**Your instructions**
Can you rewrite the rows below, replacing "rough mask" with "coarse mask" everywhere and changing nothing else? Omit the pictures from your answer.
Exercise input Block Start
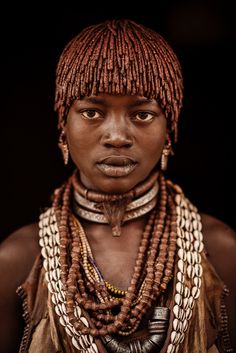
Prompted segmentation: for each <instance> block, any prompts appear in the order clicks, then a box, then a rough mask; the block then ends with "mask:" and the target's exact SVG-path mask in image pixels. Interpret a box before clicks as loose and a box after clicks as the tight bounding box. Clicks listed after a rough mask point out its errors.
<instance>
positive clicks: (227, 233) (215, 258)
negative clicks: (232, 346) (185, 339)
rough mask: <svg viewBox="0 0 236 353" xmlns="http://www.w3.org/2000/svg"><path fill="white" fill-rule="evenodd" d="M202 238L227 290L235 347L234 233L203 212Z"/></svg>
mask: <svg viewBox="0 0 236 353" xmlns="http://www.w3.org/2000/svg"><path fill="white" fill-rule="evenodd" d="M201 218H202V226H203V239H204V243H205V249H206V252H207V256H208V259H209V261H210V262H211V264H212V265H213V267H214V268H215V271H216V273H217V274H218V276H219V277H220V278H221V280H222V281H223V282H224V284H225V285H226V286H227V288H228V290H229V295H228V296H227V298H226V301H225V303H226V308H227V313H228V329H229V334H230V340H231V344H232V346H233V347H234V349H236V336H235V330H236V301H235V298H236V277H235V275H234V274H235V271H236V233H235V230H234V229H232V228H231V227H229V226H228V225H227V224H225V223H224V222H222V221H221V220H219V219H217V218H215V217H212V216H209V215H206V214H203V215H201Z"/></svg>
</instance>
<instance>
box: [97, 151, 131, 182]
mask: <svg viewBox="0 0 236 353" xmlns="http://www.w3.org/2000/svg"><path fill="white" fill-rule="evenodd" d="M136 166H137V161H135V160H134V159H133V158H130V157H126V156H108V157H105V158H103V159H100V160H99V162H98V163H97V168H98V169H99V170H100V171H101V172H102V173H103V174H105V175H106V176H110V177H116V178H118V177H122V176H127V175H129V174H130V173H131V172H132V171H133V170H134V169H135V168H136Z"/></svg>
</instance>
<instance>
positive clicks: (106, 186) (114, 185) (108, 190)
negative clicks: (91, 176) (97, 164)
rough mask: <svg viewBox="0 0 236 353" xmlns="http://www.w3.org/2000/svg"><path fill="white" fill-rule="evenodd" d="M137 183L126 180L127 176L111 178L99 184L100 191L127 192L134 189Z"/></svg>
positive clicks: (109, 191)
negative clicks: (135, 185) (122, 177)
mask: <svg viewBox="0 0 236 353" xmlns="http://www.w3.org/2000/svg"><path fill="white" fill-rule="evenodd" d="M122 179H123V180H122ZM135 185H136V184H135V183H131V182H130V181H129V180H127V179H126V180H125V178H109V180H107V181H106V182H104V183H103V184H102V185H99V191H100V192H103V193H107V194H125V193H126V192H128V191H130V190H131V189H133V188H134V187H135Z"/></svg>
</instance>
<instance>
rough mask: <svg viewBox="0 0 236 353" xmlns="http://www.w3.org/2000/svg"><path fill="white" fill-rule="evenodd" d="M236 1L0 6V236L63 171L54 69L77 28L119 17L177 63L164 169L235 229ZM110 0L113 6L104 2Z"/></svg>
mask: <svg viewBox="0 0 236 353" xmlns="http://www.w3.org/2000/svg"><path fill="white" fill-rule="evenodd" d="M233 5H234V1H229V0H224V1H223V0H222V1H204V0H198V1H193V0H190V1H188V0H185V1H172V2H170V1H169V2H168V1H162V2H158V1H156V2H155V3H154V4H152V3H148V2H143V3H140V4H139V5H138V4H137V3H134V4H132V3H130V6H131V9H130V10H127V2H126V3H122V2H119V3H118V2H114V3H111V2H110V3H109V4H106V3H101V4H100V6H98V4H97V5H96V6H95V5H93V4H92V3H90V2H89V3H88V4H87V6H86V4H84V5H83V8H81V3H77V4H76V3H74V2H71V3H69V2H67V3H66V2H64V4H63V3H62V4H61V5H56V6H54V8H53V10H49V9H48V8H47V6H42V5H40V6H39V5H37V3H35V2H32V5H31V7H30V6H29V5H27V7H25V8H24V7H22V4H21V5H20V7H18V8H16V6H15V5H13V4H11V5H10V6H9V7H11V8H8V9H5V10H4V11H1V23H3V20H5V22H6V24H4V25H3V24H1V61H2V62H1V106H0V114H1V139H0V143H1V146H0V148H1V160H0V164H1V172H0V174H1V200H0V204H1V217H0V237H1V239H3V238H5V237H6V236H7V235H8V234H9V233H11V232H12V231H13V230H15V229H16V228H18V227H20V226H23V225H24V224H27V223H29V222H33V221H35V220H36V221H37V219H38V214H39V210H40V208H41V207H44V206H47V205H48V204H49V201H50V195H51V193H52V191H53V189H54V188H55V187H58V186H59V185H60V183H61V182H62V181H63V180H64V179H65V178H66V176H67V175H69V173H70V171H71V169H72V166H71V165H69V166H68V167H67V168H65V167H64V165H63V162H62V158H61V154H60V151H59V150H58V147H57V139H58V134H57V128H56V125H57V117H56V115H55V113H54V111H53V103H54V75H55V68H56V64H57V60H58V58H59V55H60V53H61V51H62V49H63V48H64V46H65V45H66V43H67V42H68V41H69V40H70V39H71V38H72V37H73V36H75V35H76V34H77V33H78V32H79V31H80V30H82V29H83V28H84V27H85V26H87V25H90V24H95V23H98V22H100V21H103V20H106V19H112V18H121V17H123V18H124V17H126V18H130V19H133V20H135V21H138V22H140V23H142V24H144V25H146V26H148V27H151V28H153V29H155V30H157V31H158V32H160V34H162V35H163V36H164V37H165V38H166V39H167V40H168V42H169V43H170V45H171V46H172V47H173V48H174V50H175V52H176V53H177V55H178V57H179V60H180V62H181V65H182V68H183V75H184V82H185V98H184V108H183V110H182V112H181V116H180V125H179V141H178V143H177V145H176V147H175V156H174V157H173V158H172V159H171V161H170V164H169V171H168V176H169V177H170V178H171V179H172V180H173V181H174V182H176V183H179V184H180V185H181V186H182V188H183V189H184V191H185V194H186V195H187V197H189V198H190V199H191V200H192V201H193V202H194V203H195V204H196V205H197V207H198V208H199V209H200V210H201V211H203V212H207V213H209V214H212V215H214V216H216V217H218V218H220V219H222V220H223V221H225V222H226V223H228V224H229V225H231V226H232V227H235V225H236V222H235V195H236V192H235V174H234V164H235V158H234V148H235V143H234V142H235V137H236V136H235V130H234V120H235V102H236V99H235V71H236V70H235V63H236V61H235V59H236V56H235V54H234V48H235V34H236V31H235V20H234V19H235V10H234V6H233ZM111 7H113V8H111Z"/></svg>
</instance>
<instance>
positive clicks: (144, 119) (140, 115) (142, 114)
mask: <svg viewBox="0 0 236 353" xmlns="http://www.w3.org/2000/svg"><path fill="white" fill-rule="evenodd" d="M133 119H134V120H136V121H143V122H149V121H152V120H153V119H154V113H150V112H145V111H143V112H137V113H135V114H134V116H133Z"/></svg>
Exercise input Block End
**Answer space**
Prompted segmentation: for each <instance> block, any prompts appear in the order clicks, then a box, then a coarse mask; the block then ends with "mask:" and the target's exact SVG-path mask in image pixels. Interpret a box before clicks as loose and a box after clicks as the tight bounding box. Clicks listed after a coarse mask point out its errors.
<instance>
positive clicks: (227, 233) (215, 258)
negative clicks: (232, 346) (185, 339)
coarse mask: <svg viewBox="0 0 236 353" xmlns="http://www.w3.org/2000/svg"><path fill="white" fill-rule="evenodd" d="M202 238L227 290L235 347L234 233L203 212Z"/></svg>
mask: <svg viewBox="0 0 236 353" xmlns="http://www.w3.org/2000/svg"><path fill="white" fill-rule="evenodd" d="M201 218H202V226H203V239H204V243H205V249H206V252H207V256H208V259H209V261H210V262H211V264H212V265H213V267H214V268H215V271H216V273H217V274H218V276H219V277H220V278H221V280H222V281H223V282H224V284H225V285H226V286H227V288H228V290H229V295H228V296H227V298H226V301H225V303H226V308H227V313H228V329H229V334H230V340H231V344H232V346H233V347H234V349H236V336H235V330H236V301H235V298H236V277H235V275H234V274H235V271H236V233H235V230H234V229H232V228H231V227H229V226H228V225H227V224H225V223H224V222H222V221H221V220H219V219H217V218H215V217H212V216H209V215H206V214H203V215H201Z"/></svg>
</instance>
<instance>
box: [97, 151, 131, 182]
mask: <svg viewBox="0 0 236 353" xmlns="http://www.w3.org/2000/svg"><path fill="white" fill-rule="evenodd" d="M136 166H137V161H135V160H134V159H133V158H130V157H126V156H108V157H105V158H103V159H100V160H99V162H98V163H97V168H98V169H99V170H100V171H101V172H102V173H103V174H105V175H106V176H110V177H116V178H118V177H122V176H127V175H129V174H130V173H131V172H132V171H133V170H134V169H135V168H136Z"/></svg>
</instance>
<instance>
positive clicks: (106, 186) (114, 185) (108, 190)
negative clicks: (91, 176) (97, 164)
coarse mask: <svg viewBox="0 0 236 353" xmlns="http://www.w3.org/2000/svg"><path fill="white" fill-rule="evenodd" d="M137 183L126 180L127 176L111 178L99 184L100 191L127 192L134 189Z"/></svg>
positive clicks: (109, 191)
negative clicks: (135, 185) (122, 177)
mask: <svg viewBox="0 0 236 353" xmlns="http://www.w3.org/2000/svg"><path fill="white" fill-rule="evenodd" d="M122 179H123V180H122ZM135 185H136V184H135V183H131V182H130V181H129V180H127V179H126V180H125V178H109V180H107V181H106V182H104V183H103V184H102V185H99V191H100V192H103V193H107V194H125V193H126V192H128V191H130V190H131V189H133V188H134V187H135Z"/></svg>
</instance>
<instance>
coarse mask: <svg viewBox="0 0 236 353" xmlns="http://www.w3.org/2000/svg"><path fill="white" fill-rule="evenodd" d="M236 1L0 6V236L63 171L54 69L77 28L119 17L177 63L164 169L235 229ZM110 0L113 6L104 2Z"/></svg>
mask: <svg viewBox="0 0 236 353" xmlns="http://www.w3.org/2000/svg"><path fill="white" fill-rule="evenodd" d="M233 5H234V1H229V0H224V1H223V0H222V1H204V0H198V1H193V0H190V1H188V0H185V1H172V2H170V1H169V2H168V1H162V2H158V1H156V2H155V3H154V4H152V3H148V2H143V3H140V4H139V5H138V4H137V3H134V4H132V3H130V6H131V9H130V10H127V2H126V3H122V2H119V3H118V2H114V3H111V2H110V3H109V4H106V3H101V4H100V6H98V4H97V5H96V6H95V5H93V4H92V3H90V2H89V3H88V4H87V6H86V4H84V5H83V8H81V3H77V4H76V3H74V2H71V3H69V2H67V3H66V2H64V4H63V3H62V4H61V5H56V6H54V8H53V10H49V9H48V8H47V6H42V5H40V6H39V5H37V3H35V2H32V5H31V7H30V6H29V5H27V7H25V8H24V7H22V4H21V5H20V7H18V8H16V6H15V5H13V4H11V5H10V6H9V7H11V8H8V9H5V10H4V11H1V23H3V20H5V22H6V24H4V25H3V24H1V61H2V62H1V106H0V114H1V139H0V143H1V146H0V148H1V160H0V164H1V172H0V174H1V200H0V204H1V217H0V237H1V239H3V238H5V237H6V236H7V235H8V234H9V233H11V232H12V231H13V230H15V229H16V228H18V227H20V226H23V225H24V224H27V223H29V222H33V221H35V220H36V221H37V219H38V214H39V210H40V208H41V207H44V206H47V205H48V204H49V201H50V195H51V193H52V191H53V189H54V188H55V187H58V186H59V185H60V183H61V182H62V181H63V180H64V179H65V178H66V176H67V175H69V173H70V171H71V169H72V166H71V165H69V166H68V167H67V168H65V167H64V165H63V162H62V158H61V154H60V151H59V150H58V147H57V139H58V134H57V128H56V125H57V117H56V115H55V113H54V111H53V103H54V75H55V68H56V64H57V60H58V58H59V55H60V53H61V51H62V49H63V48H64V46H65V45H66V43H67V42H68V41H69V40H70V39H71V38H72V37H73V36H75V35H76V34H77V33H78V32H79V31H80V30H82V29H83V28H84V27H85V26H87V25H90V24H95V23H98V22H100V21H103V20H106V19H112V18H121V17H123V18H124V17H126V18H130V19H133V20H135V21H138V22H140V23H142V24H144V25H146V26H148V27H151V28H153V29H155V30H157V31H158V32H160V34H162V35H163V36H164V37H165V38H166V39H167V40H168V42H169V43H170V45H171V46H172V47H173V48H174V50H175V52H176V53H177V55H178V57H179V60H180V62H181V65H182V68H183V75H184V82H185V98H184V108H183V110H182V112H181V116H180V125H179V141H178V143H177V145H176V147H175V156H174V157H173V158H172V159H171V161H170V164H169V171H168V176H169V177H170V178H171V179H172V180H173V181H174V182H176V183H179V184H180V185H181V186H182V188H183V189H184V191H185V194H186V195H187V197H189V198H190V199H191V200H192V201H193V202H194V203H195V204H196V205H197V207H198V208H199V209H200V210H201V211H203V212H207V213H209V214H212V215H214V216H216V217H218V218H220V219H222V220H223V221H225V222H226V223H228V224H229V225H231V226H232V227H235V225H236V222H235V195H236V192H235V174H234V164H235V158H234V148H235V143H234V142H235V137H236V136H235V130H234V120H235V102H236V99H235V71H236V70H235V63H236V61H235V59H236V56H235V54H234V48H235V34H236V31H235V20H234V19H235V10H234V6H233ZM111 7H113V8H111Z"/></svg>
</instance>
<instance>
positive clicks: (144, 119) (140, 115) (142, 114)
mask: <svg viewBox="0 0 236 353" xmlns="http://www.w3.org/2000/svg"><path fill="white" fill-rule="evenodd" d="M133 119H134V120H136V121H143V122H149V121H152V120H153V119H154V113H150V112H145V111H143V112H137V113H135V114H134V116H133Z"/></svg>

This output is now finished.